* INPUT *
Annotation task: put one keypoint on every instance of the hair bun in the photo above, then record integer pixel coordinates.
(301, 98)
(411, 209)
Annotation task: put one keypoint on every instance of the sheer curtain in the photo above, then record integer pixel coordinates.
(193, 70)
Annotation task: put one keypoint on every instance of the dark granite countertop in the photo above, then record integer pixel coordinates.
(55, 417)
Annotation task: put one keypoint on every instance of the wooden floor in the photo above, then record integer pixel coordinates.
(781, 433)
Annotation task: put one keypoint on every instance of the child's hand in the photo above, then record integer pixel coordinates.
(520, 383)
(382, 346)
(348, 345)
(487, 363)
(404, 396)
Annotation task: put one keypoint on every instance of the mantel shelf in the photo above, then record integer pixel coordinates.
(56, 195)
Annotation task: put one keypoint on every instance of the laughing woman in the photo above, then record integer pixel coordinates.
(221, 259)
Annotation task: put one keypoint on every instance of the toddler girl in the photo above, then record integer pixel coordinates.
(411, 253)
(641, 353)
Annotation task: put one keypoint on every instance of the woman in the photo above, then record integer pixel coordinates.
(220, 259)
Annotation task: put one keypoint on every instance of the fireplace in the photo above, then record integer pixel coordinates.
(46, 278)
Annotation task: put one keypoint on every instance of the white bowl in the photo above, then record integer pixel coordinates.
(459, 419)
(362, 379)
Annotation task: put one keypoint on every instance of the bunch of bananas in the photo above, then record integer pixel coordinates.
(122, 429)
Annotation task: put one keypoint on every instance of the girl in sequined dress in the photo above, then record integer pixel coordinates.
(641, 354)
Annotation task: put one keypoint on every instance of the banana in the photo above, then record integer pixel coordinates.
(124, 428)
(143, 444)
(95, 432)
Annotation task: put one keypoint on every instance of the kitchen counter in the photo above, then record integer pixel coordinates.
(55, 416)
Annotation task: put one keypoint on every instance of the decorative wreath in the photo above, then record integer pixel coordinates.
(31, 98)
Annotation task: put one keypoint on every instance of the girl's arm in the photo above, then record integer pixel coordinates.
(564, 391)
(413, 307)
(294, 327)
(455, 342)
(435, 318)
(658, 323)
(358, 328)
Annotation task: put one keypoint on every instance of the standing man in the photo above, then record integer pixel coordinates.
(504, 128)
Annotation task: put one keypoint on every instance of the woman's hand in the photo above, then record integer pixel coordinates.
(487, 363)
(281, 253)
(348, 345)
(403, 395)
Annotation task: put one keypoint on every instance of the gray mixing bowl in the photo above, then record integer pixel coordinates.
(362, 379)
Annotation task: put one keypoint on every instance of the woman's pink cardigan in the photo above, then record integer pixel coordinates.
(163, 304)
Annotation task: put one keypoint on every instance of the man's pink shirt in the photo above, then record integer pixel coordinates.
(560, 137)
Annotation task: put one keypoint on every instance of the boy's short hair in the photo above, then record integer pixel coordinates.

* TASK DESCRIPTION *
The records above need to be transcribed in full. Keep every character unchanged.

* CORRECT RESULT *
Annotation task: put one keypoint on every instance of the hair bun in the photo above, then record integer pixel coordinates.
(301, 98)
(411, 209)
Annotation task: put one keypoint on every instance of the sheer curtain in the photo above, then record integer pixel coordinates.
(193, 70)
Annotation task: put one keypoint on every instance of the dark granite countertop in the photo above, then record integer pixel coordinates.
(55, 417)
Annotation task: put one keypoint on every instance of the wooden floor in the photo above, then record integer pixel coordinates.
(781, 433)
Annotation task: put one keypoint on every instance of the child's hand in the photo above, then record integer pixel coordinates.
(520, 383)
(382, 346)
(348, 345)
(487, 363)
(404, 396)
Annotation task: put one keypoint on every instance of the mantel shelf in the photo above, then record integer pixel coordinates.
(56, 195)
Annotation task: put one keypoint on every instance of the laughing woman in the photo above, then record integer pixel coordinates.
(221, 259)
Annotation task: put one keypoint on every instance of the toddler girl in the photo above, then record integer pixel coordinates.
(411, 253)
(641, 353)
Annotation task: put one keypoint on every instance of the woman in the photo above, then record integer pixel coordinates.
(220, 259)
Annotation task: put one keypoint on every instance of the fireplace in the photo above, then record integer pixel coordinates.
(46, 278)
Annotation task: put one keypoint on every instance of the white bowl in the photo above, then record integer pixel coordinates.
(459, 419)
(362, 379)
Annotation task: put one keypoint on every instance of the bunch of bananas in the photo above, then record integer pixel coordinates.
(122, 429)
Annotation task: put one keypoint on every instance of the girl in sequined dress in the photo above, then record integer pixel coordinates.
(641, 354)
Annotation task: put one keypoint on every instance of the banana in the photo above, then record integer pixel coordinates.
(124, 428)
(143, 444)
(95, 432)
Annotation task: put one keypoint on every instance of the kitchen counter in the photo above, then record integer pixel coordinates.
(55, 416)
Annotation task: put one keypoint on every instance of the decorative wreath in the photo above, then record integer pixel coordinates.
(31, 98)
Annotation task: put one keypoint on every instance of the girl's arm in the photo above, then record integer pixel coordinates.
(564, 391)
(413, 307)
(294, 327)
(455, 342)
(435, 318)
(658, 323)
(358, 328)
Annotation task: put one keypoint on every instance of the standing man in the photo above, then record integer pixel coordinates.
(504, 128)
Annotation task: put one keypoint on every instance of the woman's hand in the photo above, then record integer pixel coordinates.
(487, 363)
(281, 253)
(348, 345)
(403, 395)
Annotation task: put one keypoint on every instance of the gray mixing bowl in the photo above, then record integer pixel coordinates.
(362, 379)
Annotation task: put one keypoint on every instance of the woman's pink cardigan in the photo above, then record integer pixel coordinates.
(163, 304)
Annotation task: put one keypoint on every instance of the man's pink shirt in the photo above, then record integer pixel coordinates.
(560, 137)
Annotation task: put one keypoint on every instance of the boy's short hair in the photo above, then record integer pixel coordinates.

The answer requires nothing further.